SUPPLIED PASSAGE
[Start of Attachment]
Nothing has changed. All this systemic racism. Again, I was born into systemic racism. I knew about systemic racism. What we have now is not systemic racism against people of color. I think it’s more racism against white people at this moment. Particularly white men and white boys. I think there is a lot of shaming.
And the woman that you encountered, this is someone who is ashamed of her race. I don’t know how many times she must have been down on her names begging for forgiveness. But to me, it’s a disturbing sight to see white people begging black people for forgiveness for something their ancestors may or may not have done depending on when they arrived in the US.
Witt: It’s like using you as a prop to make myself feel better.
Swain: It’s virtue signaling.
Witt: Exactly. Exactly. Going back to me reading the Howard Zinn novels and just and you as a professor at university for a long time. Different universities, do you think that young people right now are taught to hate America and what this country is founded on?
Swain: They are. You cannot sustain a nation that is not proud of their country. And I can tell you growing up in the 1960s I loved America. I believed I lived in the greatest country in the world. I believed in the American dream. I love the fact that I was a Virginian. I came from the state that produced five presidents.
All of those things were important to me and I got it through my civic education. And I believe I’m a better person because I believe those things. What disappoints me today about America is that we have a Constitution. We have the Declaration of Independence.
We have so many resources and we have strayed away from the things that have made us a great nation. And I believe that America is destined to fall unless we change course. When I think about nations that rise and fall I think that we are pursuing a path that we are at risk of falling to Russia or China or North Korea.
Or one of those nations. And it is because we are destroying ourselves from within. It is no foreign enemy that’s out there with a gun. We are destroying ourselves by using all the hype around the coronavirus and the hype around racism that we stir up through the media and take everything and racialize it.
And the people that are doing this, a lot of them are Marxists and they want communism. They are working for China. To me, it’s very disturbing what’s taking place right before our eyes. Not everyone can see it. And I’m glad that you are a young person and you can see it. The people that watch your show, they can see it. There are young people that are “woke.” We need everyone. All hands on deck.
Witt: What would you say to close this off and to give advice to young black people in America. What would you tell them?
[End of Attachment]
Natural-language object grounding data
[Start of Attachment]
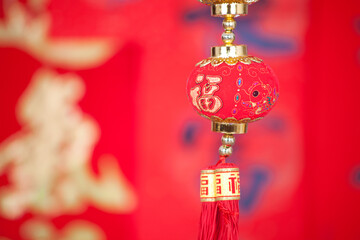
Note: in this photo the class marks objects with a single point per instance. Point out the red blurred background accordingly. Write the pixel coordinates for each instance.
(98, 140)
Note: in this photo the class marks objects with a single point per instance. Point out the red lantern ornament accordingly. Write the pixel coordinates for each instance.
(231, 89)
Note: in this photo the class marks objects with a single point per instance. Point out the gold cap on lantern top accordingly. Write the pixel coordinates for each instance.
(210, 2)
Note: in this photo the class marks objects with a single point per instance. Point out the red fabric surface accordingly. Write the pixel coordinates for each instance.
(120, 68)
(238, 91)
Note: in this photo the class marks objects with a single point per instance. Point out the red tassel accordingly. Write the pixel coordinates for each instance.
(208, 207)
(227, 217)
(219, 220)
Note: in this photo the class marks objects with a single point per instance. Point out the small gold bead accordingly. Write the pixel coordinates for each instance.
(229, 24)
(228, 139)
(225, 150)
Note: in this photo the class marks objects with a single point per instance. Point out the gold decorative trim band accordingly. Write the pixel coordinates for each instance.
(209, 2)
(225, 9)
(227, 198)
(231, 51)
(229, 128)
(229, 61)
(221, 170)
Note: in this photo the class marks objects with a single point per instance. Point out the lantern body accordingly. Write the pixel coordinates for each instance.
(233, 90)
[End of Attachment]
TASK BRIEF
Rewrite the interview transcript from "Witt: It’s like" up to and including "is founded on?", and replace "virtue signaling" with "moral grandstanding".

SOLUTION FOR THIS EXERCISE
Witt: It’s like using you as a prop to make myself feel better.
Swain: It’s moral grandstanding.
Witt: Exactly. Exactly. Going back to me reading the Howard Zinn novels and just and you as a professor at university for a long time. Different universities, do you think that young people right now are taught to hate America and what this country is founded on?